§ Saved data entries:
--------------------------------
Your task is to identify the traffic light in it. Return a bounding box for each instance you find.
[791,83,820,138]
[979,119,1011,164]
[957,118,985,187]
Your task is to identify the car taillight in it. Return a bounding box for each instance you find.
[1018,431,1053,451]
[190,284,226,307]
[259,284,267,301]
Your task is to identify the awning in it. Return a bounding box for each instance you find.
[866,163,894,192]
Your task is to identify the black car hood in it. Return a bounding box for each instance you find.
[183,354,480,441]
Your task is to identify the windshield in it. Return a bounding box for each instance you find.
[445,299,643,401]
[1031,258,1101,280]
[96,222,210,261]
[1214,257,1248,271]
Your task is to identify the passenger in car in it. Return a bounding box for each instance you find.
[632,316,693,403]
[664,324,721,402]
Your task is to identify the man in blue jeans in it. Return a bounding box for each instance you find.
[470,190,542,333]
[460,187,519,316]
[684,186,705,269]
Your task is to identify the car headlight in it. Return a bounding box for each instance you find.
--------------------------------
§ What is required: Print only the lines running from the one with "Your task is to identify the windshield" to the final line of the data above, each exactly as it appears.

§ Task response:
Your task is to identify the windshield in it. Return a bounding box for each instance you find.
[445,299,643,401]
[1031,258,1101,280]
[96,222,210,261]
[1214,257,1248,271]
Your task is to identify the passenger in car in it. Return a bounding box for each instance you find.
[632,316,693,403]
[664,324,721,402]
Your task is to identify the man in blue jeans in it. Return a bounding box for each instance you find.
[470,190,542,333]
[460,187,519,316]
[684,186,705,269]
Your task is to identify the car headlight in it. Return a bounding box for each instance you find.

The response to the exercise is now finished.